* START THE INPUT *

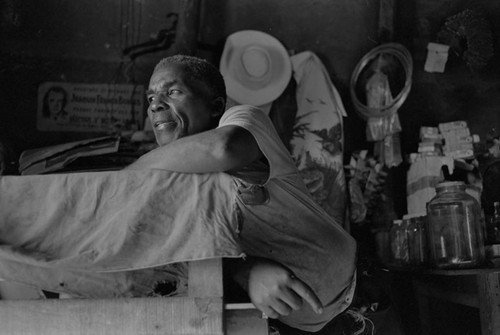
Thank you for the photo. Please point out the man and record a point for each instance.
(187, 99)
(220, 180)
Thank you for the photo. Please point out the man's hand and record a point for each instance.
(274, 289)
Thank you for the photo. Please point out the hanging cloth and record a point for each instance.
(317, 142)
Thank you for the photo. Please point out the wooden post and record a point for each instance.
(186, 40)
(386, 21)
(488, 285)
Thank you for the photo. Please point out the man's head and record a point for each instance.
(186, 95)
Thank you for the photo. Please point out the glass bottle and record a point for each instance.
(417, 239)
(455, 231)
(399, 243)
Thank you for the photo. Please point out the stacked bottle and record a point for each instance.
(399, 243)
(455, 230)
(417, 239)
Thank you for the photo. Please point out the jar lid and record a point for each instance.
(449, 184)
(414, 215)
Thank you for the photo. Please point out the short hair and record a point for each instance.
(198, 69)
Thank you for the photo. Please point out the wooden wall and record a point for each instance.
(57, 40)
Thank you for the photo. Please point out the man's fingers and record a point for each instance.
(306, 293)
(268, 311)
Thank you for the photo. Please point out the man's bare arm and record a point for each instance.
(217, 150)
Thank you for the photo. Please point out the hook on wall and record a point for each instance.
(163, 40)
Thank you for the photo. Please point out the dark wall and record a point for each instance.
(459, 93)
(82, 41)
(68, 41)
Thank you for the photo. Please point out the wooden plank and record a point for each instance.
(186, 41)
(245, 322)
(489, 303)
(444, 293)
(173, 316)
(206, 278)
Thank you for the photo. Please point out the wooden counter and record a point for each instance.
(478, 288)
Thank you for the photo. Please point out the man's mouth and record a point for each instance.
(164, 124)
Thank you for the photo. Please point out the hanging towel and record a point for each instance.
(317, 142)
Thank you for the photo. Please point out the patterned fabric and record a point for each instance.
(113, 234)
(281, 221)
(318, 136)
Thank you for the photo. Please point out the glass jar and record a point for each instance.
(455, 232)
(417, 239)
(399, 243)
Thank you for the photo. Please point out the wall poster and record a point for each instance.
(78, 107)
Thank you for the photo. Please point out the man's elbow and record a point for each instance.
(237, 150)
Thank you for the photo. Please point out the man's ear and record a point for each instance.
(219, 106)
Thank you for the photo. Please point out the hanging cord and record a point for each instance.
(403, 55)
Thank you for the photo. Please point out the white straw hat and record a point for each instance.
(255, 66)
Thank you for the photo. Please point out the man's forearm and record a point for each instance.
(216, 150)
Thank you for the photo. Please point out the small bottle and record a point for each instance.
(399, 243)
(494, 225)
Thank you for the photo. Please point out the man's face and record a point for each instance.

* END THE INPUT *

◆ WHAT THIS TASK INVOLVES:
Rewrite the records above, changing every "record a point" to "place a marker" and leaving everything else unaltered. Omit the pictures from your answer.

◆ RESULT OF THE EXERCISE:
Thank you for the photo. Please point out the man and place a marker for each instance.
(187, 99)
(220, 180)
Thank you for the photo. Please point out the man's hand and place a marker for each instance.
(274, 289)
Thank you for the photo. Please point out the hanging cloth and place a marker for each instance.
(317, 142)
Thank you for the photo. Please point out the wooden post and place a marker for each instance.
(186, 40)
(386, 21)
(488, 285)
Thank you for the photo. Please point out the man's head and place a marker for each instance.
(186, 95)
Thank you for the photo. Please point out the glass bottle and place a marker for each instance.
(417, 239)
(455, 231)
(399, 243)
Thank you for the photo. Please point out the stacked bottle and place a marker for each instance.
(399, 243)
(455, 230)
(417, 239)
Thank you for the photo. Please point out the jar lid and place a marker for each instance.
(449, 184)
(414, 215)
Thank you for the photo. Please point out the short hair and place a marker for each instance.
(198, 69)
Thank you for the photo. Please point out the wooden wall and place a marker for each instance.
(57, 40)
Thank you for the photo. Please point out the man's fingers and place a marker for each instance.
(306, 293)
(268, 311)
Thank you for the photo. Please point out the man's bare arm and place a marker for each instance.
(217, 150)
Thank you for the photo. Please point out the hook on wall and place a marker for each instance.
(163, 40)
Thank you for the photo. Please point out the dark wall and place a marker for each instance.
(459, 93)
(82, 41)
(68, 41)
Thank you for the photo. Please point out the wooden plank and place a marker for each instance.
(186, 41)
(245, 322)
(489, 303)
(444, 293)
(173, 316)
(206, 278)
Thank you for the photo. Please point out the wooden counter and place a marker for each instance.
(478, 288)
Thank you for the photo. Please point out the man's mouth and place a marker for each instance.
(164, 124)
Thank you for the photo. Please point out the hanging towel and place a marker for each instance.
(317, 142)
Thank you for the photo. Please point out the patterned fabric and place a marker for each instance.
(113, 234)
(281, 221)
(318, 136)
Thank you for the photo. Please point out the glass jar and place a marker for each instance.
(455, 232)
(417, 239)
(399, 243)
Thank you for the photo. Please point out the wall poster and place a marker for each instance.
(78, 107)
Thank you for the photo. Please point out the man's elbow and place a marker for each instance.
(237, 150)
Thank you for the photo. Please point out the man's ear and place a marker for each instance.
(219, 106)
Thank you for the photo. Please point out the hanging cord and place a marker for each instance.
(403, 55)
Thank you for the photo. Please point out the white straw hat and place a marker for each instance.
(255, 66)
Thank you for the photo. Please point out the man's forearm and place a marker for each instance.
(216, 150)
Thank you for the photo. Please point out the small bottle and place a marker for each instance.
(399, 243)
(494, 225)
Thank you for the photo. Please point out the man's face and place a marker for each instance.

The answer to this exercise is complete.